| Records supplied |
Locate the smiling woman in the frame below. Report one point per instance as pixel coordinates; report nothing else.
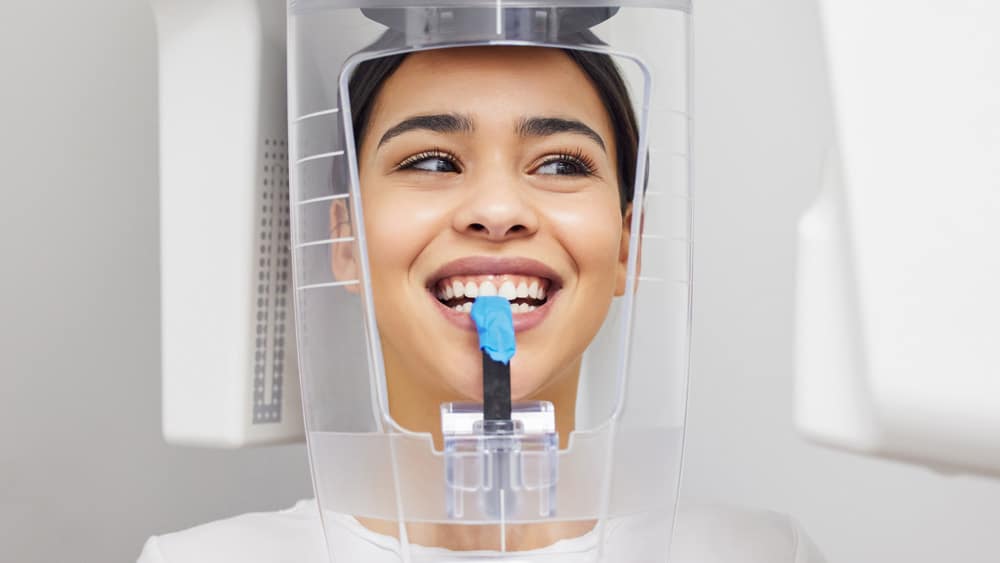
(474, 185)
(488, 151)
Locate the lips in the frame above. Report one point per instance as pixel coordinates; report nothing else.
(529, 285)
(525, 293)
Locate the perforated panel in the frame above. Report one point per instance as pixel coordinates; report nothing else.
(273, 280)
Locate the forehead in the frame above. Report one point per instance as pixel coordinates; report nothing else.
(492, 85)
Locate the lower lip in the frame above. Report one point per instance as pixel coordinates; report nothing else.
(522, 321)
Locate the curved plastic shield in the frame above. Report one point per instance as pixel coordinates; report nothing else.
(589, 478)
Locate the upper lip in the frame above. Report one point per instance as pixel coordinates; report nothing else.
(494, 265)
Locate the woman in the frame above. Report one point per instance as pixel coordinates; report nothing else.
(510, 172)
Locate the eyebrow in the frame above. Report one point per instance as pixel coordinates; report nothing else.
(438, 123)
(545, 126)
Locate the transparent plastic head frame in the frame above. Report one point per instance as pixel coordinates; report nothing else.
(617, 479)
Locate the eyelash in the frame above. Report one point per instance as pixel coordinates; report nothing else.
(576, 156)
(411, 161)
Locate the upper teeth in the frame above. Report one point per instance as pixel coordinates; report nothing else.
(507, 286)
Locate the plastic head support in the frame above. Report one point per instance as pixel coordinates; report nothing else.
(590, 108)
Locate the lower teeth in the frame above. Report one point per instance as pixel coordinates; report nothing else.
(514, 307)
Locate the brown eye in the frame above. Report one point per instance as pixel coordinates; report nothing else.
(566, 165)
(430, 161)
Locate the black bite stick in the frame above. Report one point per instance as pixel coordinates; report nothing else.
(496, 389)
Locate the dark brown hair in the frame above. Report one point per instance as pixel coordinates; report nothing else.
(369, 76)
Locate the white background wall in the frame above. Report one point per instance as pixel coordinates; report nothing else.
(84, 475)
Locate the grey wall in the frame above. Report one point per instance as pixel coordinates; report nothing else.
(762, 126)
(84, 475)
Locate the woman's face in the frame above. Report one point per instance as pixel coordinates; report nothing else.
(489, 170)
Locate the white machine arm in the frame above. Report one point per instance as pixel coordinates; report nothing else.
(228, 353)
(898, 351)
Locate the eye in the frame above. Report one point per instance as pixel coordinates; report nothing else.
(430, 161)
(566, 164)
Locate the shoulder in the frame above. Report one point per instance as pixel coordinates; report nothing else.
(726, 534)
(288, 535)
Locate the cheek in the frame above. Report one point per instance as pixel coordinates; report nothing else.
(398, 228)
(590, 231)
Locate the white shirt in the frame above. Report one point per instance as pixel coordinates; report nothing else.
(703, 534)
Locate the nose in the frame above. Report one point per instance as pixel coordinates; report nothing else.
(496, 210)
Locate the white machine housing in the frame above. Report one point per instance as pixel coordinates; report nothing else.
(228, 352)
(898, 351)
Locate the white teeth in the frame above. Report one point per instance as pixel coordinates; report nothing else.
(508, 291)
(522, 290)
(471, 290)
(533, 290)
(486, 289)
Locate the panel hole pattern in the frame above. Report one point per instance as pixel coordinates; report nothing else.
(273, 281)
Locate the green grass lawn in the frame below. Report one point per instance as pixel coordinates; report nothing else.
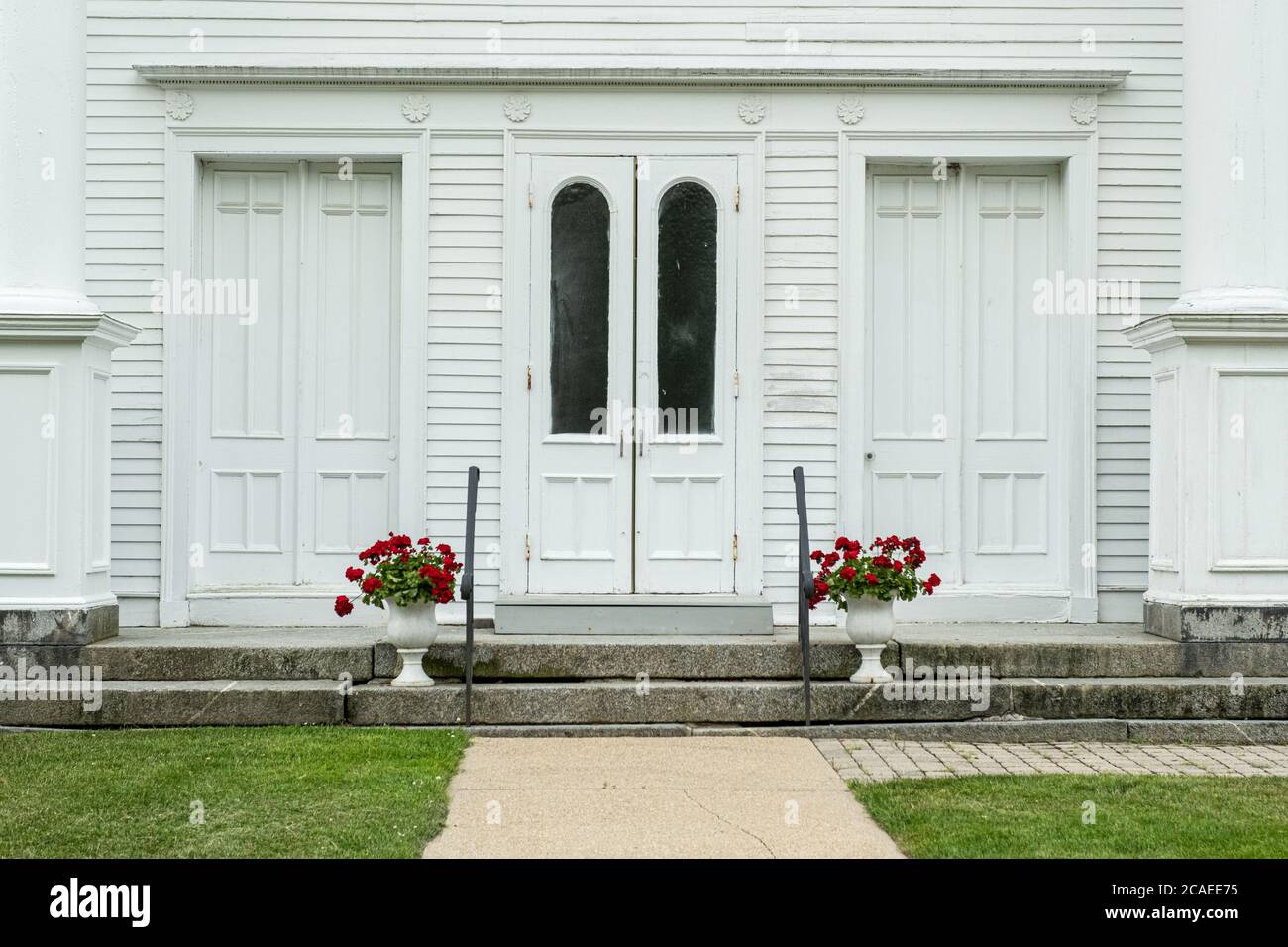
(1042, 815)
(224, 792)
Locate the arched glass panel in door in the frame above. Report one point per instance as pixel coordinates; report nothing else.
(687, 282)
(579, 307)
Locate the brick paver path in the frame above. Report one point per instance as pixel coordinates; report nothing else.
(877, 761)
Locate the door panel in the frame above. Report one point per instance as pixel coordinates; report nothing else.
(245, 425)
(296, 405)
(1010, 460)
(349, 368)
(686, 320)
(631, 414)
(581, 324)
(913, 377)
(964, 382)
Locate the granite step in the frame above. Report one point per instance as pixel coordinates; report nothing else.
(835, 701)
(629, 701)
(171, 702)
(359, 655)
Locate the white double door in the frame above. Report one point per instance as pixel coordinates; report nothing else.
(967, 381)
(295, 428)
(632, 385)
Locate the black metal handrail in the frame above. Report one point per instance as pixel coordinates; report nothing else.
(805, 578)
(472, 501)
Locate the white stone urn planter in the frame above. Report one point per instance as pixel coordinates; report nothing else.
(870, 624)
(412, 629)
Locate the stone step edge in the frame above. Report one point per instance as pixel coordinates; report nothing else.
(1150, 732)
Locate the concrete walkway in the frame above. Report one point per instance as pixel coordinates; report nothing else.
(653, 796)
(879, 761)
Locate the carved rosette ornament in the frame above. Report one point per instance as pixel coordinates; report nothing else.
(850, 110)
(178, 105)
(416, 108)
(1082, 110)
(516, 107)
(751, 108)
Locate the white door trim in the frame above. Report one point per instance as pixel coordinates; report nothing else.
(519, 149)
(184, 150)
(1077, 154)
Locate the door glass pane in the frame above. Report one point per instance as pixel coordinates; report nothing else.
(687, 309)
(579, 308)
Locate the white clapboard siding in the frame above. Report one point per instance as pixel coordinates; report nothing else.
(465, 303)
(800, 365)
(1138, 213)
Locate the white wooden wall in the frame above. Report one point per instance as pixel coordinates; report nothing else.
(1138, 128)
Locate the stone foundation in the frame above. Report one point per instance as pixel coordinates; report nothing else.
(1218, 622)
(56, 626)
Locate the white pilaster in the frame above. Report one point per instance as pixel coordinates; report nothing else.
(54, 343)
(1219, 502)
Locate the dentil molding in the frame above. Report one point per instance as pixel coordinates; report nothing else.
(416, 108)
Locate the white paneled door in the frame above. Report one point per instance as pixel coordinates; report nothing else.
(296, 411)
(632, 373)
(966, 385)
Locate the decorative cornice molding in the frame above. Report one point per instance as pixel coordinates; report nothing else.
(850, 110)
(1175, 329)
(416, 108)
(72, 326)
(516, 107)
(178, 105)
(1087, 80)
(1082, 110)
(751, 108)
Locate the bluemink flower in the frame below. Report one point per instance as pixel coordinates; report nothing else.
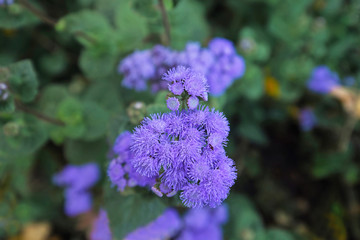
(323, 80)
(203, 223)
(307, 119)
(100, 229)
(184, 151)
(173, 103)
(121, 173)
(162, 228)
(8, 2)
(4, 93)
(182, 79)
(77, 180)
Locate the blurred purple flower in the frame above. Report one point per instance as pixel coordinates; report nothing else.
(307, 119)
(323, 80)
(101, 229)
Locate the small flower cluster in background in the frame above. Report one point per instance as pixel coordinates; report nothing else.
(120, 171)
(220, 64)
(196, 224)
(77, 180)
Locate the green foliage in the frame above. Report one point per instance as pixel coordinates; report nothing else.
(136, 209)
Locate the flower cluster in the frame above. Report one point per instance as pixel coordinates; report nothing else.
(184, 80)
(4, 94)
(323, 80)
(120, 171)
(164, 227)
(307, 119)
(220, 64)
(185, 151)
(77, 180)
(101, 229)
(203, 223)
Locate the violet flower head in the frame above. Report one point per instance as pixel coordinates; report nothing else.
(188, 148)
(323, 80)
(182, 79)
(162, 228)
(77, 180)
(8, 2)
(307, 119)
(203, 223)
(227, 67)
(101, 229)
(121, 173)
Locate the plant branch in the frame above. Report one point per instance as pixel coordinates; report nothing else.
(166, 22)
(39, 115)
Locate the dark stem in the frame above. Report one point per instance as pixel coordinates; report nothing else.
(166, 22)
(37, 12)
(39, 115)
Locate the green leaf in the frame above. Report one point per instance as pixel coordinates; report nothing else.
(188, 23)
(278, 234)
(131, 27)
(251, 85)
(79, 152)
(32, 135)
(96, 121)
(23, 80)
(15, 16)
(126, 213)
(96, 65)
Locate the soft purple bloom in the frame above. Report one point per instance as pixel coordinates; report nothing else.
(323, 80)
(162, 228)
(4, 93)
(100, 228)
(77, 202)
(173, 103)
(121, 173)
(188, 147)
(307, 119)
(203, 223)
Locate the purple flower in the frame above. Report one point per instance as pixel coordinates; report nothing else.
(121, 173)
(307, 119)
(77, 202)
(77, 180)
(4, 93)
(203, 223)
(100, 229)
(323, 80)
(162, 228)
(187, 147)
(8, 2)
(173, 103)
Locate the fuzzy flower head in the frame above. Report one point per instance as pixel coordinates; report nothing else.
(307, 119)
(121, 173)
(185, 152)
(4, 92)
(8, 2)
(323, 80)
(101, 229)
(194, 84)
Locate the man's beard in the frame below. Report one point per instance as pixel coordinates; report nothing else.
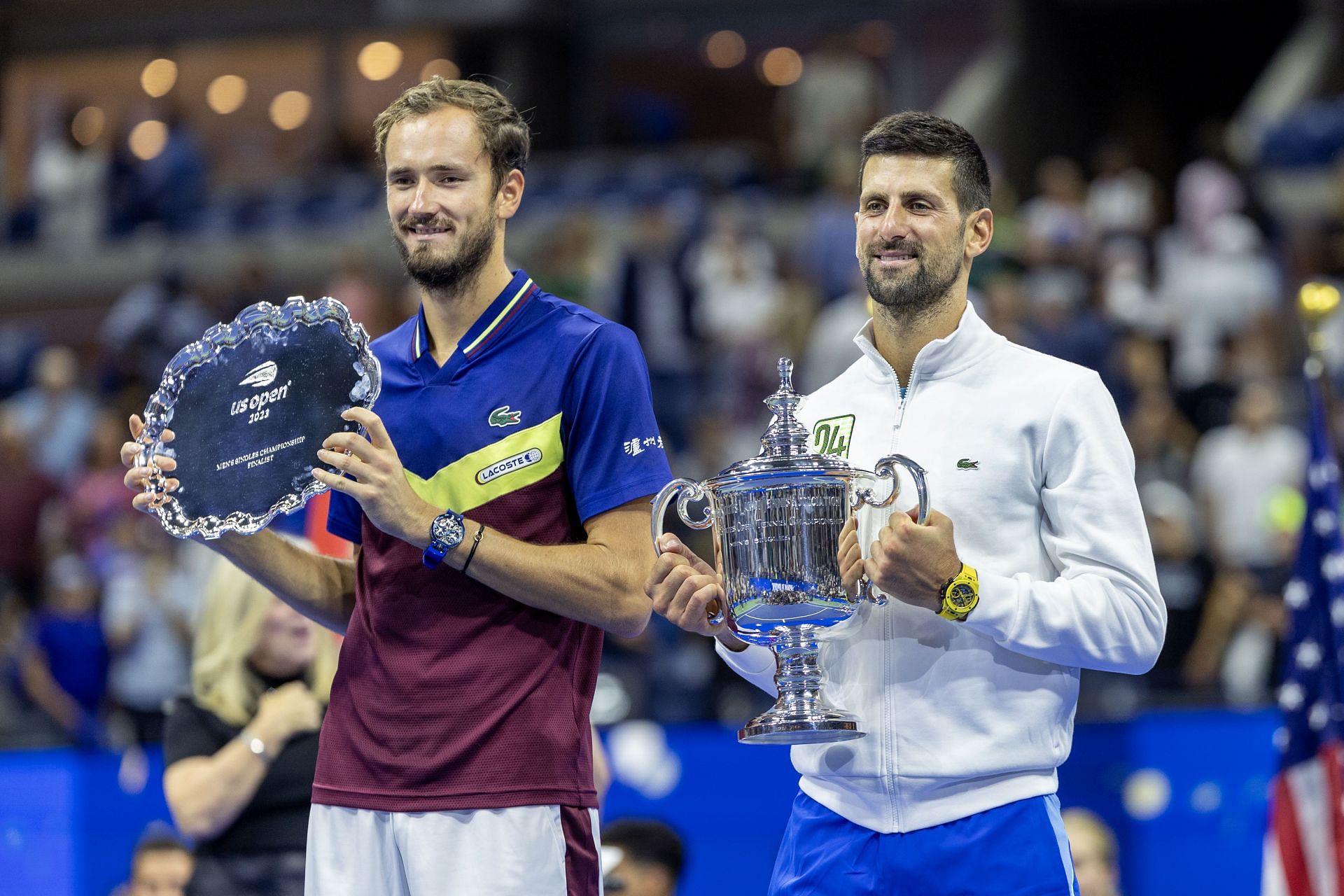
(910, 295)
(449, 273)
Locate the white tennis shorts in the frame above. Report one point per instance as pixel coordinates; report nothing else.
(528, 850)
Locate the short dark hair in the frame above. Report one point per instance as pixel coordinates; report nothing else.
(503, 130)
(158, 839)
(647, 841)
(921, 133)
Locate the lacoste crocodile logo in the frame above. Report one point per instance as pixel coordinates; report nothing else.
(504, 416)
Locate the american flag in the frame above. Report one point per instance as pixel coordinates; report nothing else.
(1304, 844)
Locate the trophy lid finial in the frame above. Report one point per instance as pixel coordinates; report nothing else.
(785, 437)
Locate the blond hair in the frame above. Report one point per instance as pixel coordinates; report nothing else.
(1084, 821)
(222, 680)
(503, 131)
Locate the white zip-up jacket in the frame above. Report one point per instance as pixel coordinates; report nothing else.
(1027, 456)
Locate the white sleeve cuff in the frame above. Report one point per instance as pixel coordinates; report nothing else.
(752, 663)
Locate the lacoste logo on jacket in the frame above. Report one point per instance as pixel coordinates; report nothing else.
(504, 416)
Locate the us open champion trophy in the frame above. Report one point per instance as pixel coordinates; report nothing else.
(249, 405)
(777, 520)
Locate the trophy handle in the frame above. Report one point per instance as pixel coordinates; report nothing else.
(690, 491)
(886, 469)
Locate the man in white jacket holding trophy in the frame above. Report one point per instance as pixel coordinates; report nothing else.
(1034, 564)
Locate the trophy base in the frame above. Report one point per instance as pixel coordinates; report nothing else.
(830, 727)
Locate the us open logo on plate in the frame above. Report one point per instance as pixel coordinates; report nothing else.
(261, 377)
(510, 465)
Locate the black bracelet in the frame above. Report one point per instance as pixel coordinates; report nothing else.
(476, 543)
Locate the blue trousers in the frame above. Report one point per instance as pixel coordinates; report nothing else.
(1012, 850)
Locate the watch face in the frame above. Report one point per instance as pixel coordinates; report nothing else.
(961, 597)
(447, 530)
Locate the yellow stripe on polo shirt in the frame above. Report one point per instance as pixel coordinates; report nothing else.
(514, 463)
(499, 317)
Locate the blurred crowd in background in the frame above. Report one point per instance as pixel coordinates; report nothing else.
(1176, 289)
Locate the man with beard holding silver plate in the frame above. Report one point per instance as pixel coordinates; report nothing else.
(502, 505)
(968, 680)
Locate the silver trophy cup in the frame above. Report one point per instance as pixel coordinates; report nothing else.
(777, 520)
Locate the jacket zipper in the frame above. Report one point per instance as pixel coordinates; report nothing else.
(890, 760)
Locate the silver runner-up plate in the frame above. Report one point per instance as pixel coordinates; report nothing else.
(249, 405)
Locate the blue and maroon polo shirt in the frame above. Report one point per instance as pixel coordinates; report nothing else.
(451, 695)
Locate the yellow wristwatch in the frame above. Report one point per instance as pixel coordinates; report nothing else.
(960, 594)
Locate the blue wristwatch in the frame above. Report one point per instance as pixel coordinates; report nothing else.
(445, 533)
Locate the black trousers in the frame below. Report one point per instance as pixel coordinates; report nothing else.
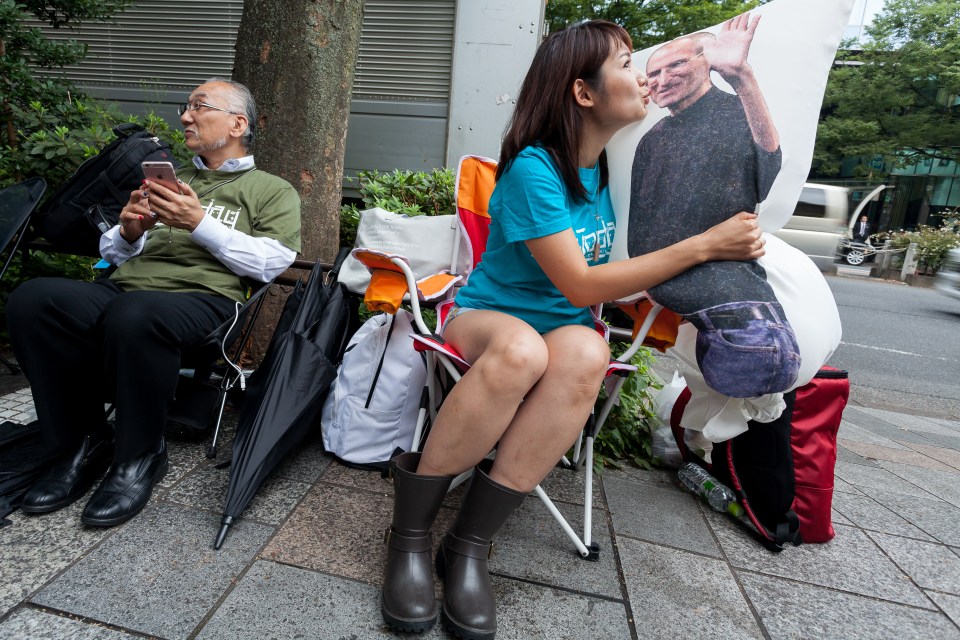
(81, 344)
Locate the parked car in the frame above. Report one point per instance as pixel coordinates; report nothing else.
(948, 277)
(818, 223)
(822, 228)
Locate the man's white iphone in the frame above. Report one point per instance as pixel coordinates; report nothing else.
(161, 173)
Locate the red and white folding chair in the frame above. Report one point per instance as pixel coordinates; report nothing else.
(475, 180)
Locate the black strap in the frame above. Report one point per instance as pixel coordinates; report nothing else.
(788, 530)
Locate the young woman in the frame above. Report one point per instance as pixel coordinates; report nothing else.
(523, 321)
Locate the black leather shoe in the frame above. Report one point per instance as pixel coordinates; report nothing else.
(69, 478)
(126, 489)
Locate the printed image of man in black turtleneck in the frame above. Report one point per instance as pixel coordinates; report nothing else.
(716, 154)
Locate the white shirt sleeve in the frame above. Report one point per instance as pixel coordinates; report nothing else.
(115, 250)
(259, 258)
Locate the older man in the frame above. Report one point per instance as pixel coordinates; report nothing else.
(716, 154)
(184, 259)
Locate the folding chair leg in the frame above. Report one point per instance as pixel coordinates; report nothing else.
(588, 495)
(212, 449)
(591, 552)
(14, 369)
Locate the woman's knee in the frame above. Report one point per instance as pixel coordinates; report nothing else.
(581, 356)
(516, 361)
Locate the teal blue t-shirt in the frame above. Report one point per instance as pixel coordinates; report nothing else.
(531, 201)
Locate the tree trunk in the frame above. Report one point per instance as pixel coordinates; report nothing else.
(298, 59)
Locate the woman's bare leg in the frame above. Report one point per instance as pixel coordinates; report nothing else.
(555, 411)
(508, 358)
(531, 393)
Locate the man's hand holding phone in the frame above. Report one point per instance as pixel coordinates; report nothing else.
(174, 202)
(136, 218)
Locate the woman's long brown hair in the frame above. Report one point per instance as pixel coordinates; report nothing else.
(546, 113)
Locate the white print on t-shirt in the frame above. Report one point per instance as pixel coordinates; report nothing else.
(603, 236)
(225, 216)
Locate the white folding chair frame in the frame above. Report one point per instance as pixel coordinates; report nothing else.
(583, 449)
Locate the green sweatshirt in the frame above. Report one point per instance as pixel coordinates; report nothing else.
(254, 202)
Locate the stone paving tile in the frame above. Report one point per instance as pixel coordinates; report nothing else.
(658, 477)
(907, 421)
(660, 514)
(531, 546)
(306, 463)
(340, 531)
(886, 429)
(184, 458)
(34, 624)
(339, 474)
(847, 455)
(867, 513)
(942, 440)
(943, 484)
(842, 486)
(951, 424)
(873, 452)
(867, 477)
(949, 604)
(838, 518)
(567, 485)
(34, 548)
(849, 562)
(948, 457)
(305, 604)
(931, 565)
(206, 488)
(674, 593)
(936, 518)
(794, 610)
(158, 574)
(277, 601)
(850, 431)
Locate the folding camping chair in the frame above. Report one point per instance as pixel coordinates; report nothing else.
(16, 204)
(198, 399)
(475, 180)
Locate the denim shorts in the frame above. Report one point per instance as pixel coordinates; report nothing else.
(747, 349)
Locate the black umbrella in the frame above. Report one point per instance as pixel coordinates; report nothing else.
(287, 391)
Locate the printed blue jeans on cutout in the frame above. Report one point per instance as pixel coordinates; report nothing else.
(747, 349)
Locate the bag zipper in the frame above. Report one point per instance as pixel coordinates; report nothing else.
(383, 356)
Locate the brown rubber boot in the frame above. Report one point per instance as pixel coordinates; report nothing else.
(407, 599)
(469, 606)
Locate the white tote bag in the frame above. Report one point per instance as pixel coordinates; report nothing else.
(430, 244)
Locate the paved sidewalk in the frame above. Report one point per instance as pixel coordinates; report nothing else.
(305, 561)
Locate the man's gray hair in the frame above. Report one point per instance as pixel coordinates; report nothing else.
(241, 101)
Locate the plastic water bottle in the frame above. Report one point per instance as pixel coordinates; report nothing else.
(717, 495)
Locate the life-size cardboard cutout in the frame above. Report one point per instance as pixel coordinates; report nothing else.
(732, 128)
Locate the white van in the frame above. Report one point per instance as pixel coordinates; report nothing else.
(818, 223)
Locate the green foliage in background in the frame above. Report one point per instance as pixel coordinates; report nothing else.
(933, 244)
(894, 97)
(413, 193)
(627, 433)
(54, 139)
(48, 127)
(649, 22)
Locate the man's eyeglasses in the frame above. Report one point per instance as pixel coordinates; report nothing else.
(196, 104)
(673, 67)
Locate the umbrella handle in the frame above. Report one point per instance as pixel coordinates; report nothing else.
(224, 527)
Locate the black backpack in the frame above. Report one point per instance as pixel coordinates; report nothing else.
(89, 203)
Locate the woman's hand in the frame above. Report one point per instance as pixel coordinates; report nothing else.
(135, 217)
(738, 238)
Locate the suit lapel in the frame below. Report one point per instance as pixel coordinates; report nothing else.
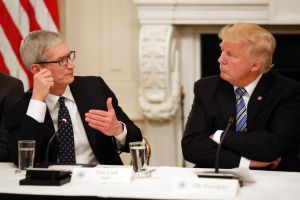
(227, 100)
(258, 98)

| Objective |
Retype the data above, starting with the line that contains "Locate the white zip-up" and going on through the line that contains "(1027, 456)", and include both of those lines.

| Response to the task |
Locate the white zip-up jacket in the frame above. Report one point per instance as pixel coordinates; report nothing else.
(1027, 456)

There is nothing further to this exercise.